━━━━━ Source text

I will switch this (and to) back to -E2BIG -- I must've had a brain-fart
when doing some refactoring.

> 
> > +	if (unlikely(!access_ok(src, usize)))
> > +		return -EFAULT;
> > +
> > +	/* Deal with trailing bytes. */
> > +	if (usize < ksize)
> > +		memset(dst + size, 0, rest);
> > +	else if (usize > ksize) {
> > +		const void __user *addr = src + size;
> > +		char buffer[BUFFER_SIZE] = {};
> 
> Isn't that too big for on-stack?

Is a 64-byte buffer too big? I picked the number "at random" to be the
size of a cache line, but I could shrink it down to 32 bytes if the size
is an issue (I wanted to avoid needless allocations -- hence it being
on-stack).

> > +
> > +		while (rest > 0) {
> > +			size_t bufsize = min(rest, sizeof(buffer));
> > +
> > +			if (__copy_from_user(buffer, addr, bufsize))
> > +				return -EFAULT;
> > +			if (memchr_inv(buffer, 0, bufsize))
> > +				return -E2BIG;
> > +
> > +			addr += bufsize;
> > +			rest -= bufsize;
> > +		}
> 
> The perf implementation uses get_user(); but if that is too slow, surely
> we can do something with uaccess_try() here?

Is there a non-x86-specific way to do that (unless I'm mistaken only x86
has uaccess_try() or the other *_try() wrappers)? The main "performance
improvement" (if you can even call it that) is that we use memchr_inv()
which finds non-matching characters more efficiently than just doing a
loop.

> > +	}
> > +	/* Copy the interoperable parts of the struct. */
> > +	if (__copy_from_user(dst, src, size))
> > +		return -EFAULT;
> > +	return 0;
> > +}
> > +EXPORT_SYMBOL(copy_struct_from_user);
> 
> And personally I'm not a big fan of EXPORT_SYMBOL().

I don't have much of an opinion (after all, it only really makes sense a
lot of sense for syscalls) -- though out-of-tree modules that define
ioctl()s wouldn't be able to make use of them.
Peter Zijlstra Sept. 5, 2019, 9:43 a.m. UTC | #7
On Thu, Sep 05, 2019 at 07:26:22PM +1000, Aleksa Sarai wrote:
> On 2019-09-05, Peter Zijlstra <peterz@infradead.org> wrote:
> > On Thu, Sep 05, 2019 at 06:19:22AM +1000, Aleksa Sarai wrote:
> > > +/**
> > > + * copy_struct_to_user: copy a struct to user space
> > > + * @dst:   Destination address, in user space.
> > > + * @usize: Size of @dst struct.
> > > + * @src:   Source address, in kernel space.
> > > + * @ksize: Size of @src struct.

━━━━━━━━━━
━━━━━ Excerpted records

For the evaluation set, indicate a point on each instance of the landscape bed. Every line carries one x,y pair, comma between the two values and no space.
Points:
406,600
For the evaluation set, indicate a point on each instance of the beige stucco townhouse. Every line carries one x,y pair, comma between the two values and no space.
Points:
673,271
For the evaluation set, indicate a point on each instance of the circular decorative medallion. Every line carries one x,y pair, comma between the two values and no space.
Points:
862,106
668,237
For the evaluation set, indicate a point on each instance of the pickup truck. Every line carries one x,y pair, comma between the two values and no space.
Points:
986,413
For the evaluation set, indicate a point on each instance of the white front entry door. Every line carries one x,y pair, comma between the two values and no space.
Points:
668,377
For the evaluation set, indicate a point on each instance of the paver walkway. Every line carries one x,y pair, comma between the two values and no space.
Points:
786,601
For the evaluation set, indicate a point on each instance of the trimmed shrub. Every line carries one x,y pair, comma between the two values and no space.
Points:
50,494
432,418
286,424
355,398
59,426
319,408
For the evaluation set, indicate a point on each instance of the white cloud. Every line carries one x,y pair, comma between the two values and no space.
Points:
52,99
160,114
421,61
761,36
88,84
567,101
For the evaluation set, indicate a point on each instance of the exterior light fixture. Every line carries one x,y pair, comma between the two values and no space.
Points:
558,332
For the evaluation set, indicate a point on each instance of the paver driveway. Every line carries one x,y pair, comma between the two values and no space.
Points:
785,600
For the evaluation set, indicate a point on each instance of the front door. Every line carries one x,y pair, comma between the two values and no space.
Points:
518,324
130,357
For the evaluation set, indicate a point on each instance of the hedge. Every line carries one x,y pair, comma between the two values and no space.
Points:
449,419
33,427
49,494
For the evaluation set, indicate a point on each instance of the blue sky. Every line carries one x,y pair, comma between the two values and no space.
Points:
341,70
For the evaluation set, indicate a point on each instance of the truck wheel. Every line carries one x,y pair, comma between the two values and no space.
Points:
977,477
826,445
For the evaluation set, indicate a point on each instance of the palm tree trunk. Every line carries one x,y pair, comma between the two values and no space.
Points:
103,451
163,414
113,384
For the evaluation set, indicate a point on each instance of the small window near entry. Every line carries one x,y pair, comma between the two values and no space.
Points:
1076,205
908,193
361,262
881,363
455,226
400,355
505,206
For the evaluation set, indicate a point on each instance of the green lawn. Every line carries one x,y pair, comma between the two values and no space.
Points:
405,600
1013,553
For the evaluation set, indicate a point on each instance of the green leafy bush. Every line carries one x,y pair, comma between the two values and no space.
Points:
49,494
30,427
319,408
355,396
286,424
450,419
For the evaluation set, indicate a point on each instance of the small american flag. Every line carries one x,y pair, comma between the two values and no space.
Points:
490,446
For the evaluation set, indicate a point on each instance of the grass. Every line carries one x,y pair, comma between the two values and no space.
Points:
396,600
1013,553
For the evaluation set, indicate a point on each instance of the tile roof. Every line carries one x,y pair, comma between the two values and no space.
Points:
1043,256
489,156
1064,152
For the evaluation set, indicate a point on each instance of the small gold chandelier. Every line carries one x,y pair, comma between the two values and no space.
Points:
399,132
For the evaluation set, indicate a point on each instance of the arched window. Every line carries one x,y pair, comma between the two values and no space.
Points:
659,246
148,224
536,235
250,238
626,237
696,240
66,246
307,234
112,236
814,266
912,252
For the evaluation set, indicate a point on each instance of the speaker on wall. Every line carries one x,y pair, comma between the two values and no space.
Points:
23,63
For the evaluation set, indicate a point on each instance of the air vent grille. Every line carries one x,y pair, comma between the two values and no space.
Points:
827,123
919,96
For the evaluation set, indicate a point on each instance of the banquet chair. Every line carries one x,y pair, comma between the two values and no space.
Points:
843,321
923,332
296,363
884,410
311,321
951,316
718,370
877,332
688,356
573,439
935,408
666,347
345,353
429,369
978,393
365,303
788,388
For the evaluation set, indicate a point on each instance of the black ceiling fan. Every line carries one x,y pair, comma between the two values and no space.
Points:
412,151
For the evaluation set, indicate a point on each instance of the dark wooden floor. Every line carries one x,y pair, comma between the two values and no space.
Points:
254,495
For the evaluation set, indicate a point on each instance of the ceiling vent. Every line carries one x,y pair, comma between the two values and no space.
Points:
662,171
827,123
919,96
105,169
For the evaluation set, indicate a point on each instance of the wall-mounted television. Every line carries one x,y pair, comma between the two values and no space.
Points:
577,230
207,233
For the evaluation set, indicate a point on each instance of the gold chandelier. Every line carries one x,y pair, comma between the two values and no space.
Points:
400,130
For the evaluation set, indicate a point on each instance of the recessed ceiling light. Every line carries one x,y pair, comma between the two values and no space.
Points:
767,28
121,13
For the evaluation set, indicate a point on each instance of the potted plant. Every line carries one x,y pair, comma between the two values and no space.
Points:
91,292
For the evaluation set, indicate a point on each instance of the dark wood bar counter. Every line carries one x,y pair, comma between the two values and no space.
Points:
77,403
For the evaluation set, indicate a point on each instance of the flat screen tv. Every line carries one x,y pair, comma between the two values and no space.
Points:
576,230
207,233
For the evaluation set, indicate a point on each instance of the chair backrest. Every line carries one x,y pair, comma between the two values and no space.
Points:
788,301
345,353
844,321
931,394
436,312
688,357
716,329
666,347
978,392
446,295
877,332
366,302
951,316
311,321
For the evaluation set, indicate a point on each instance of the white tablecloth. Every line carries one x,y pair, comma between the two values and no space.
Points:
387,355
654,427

━━━━━━━━━━

• **What you need to do**
1. Please reproduce, word for word, the stretch of the kernel patch discussion from "Is a 64-byte" through "(memchr_inv(buffer, 0, bufsize))".
2. In the kernel patch discussion, how large is the on-stack buffer said to be?

• **Answers for the tasks**
1.
Is a 64-byte buffer too big? I picked the number "at random" to be the
size of a cache line, but I could shrink it down to 32 bytes if the size
is an issue (I wanted to avoid needless allocations -- hence it being
on-stack).

> > +
> > +		while (rest > 0) {
> > +			size_t bufsize = min(rest, sizeof(buffer));
> > +
> > +			if (__copy_from_user(buffer, addr, bufsize))
> > +				return -EFAULT;
> > +			if (memchr_inv(buffer, 0, bufsize))

2. 64 bytes, the size of a cache line.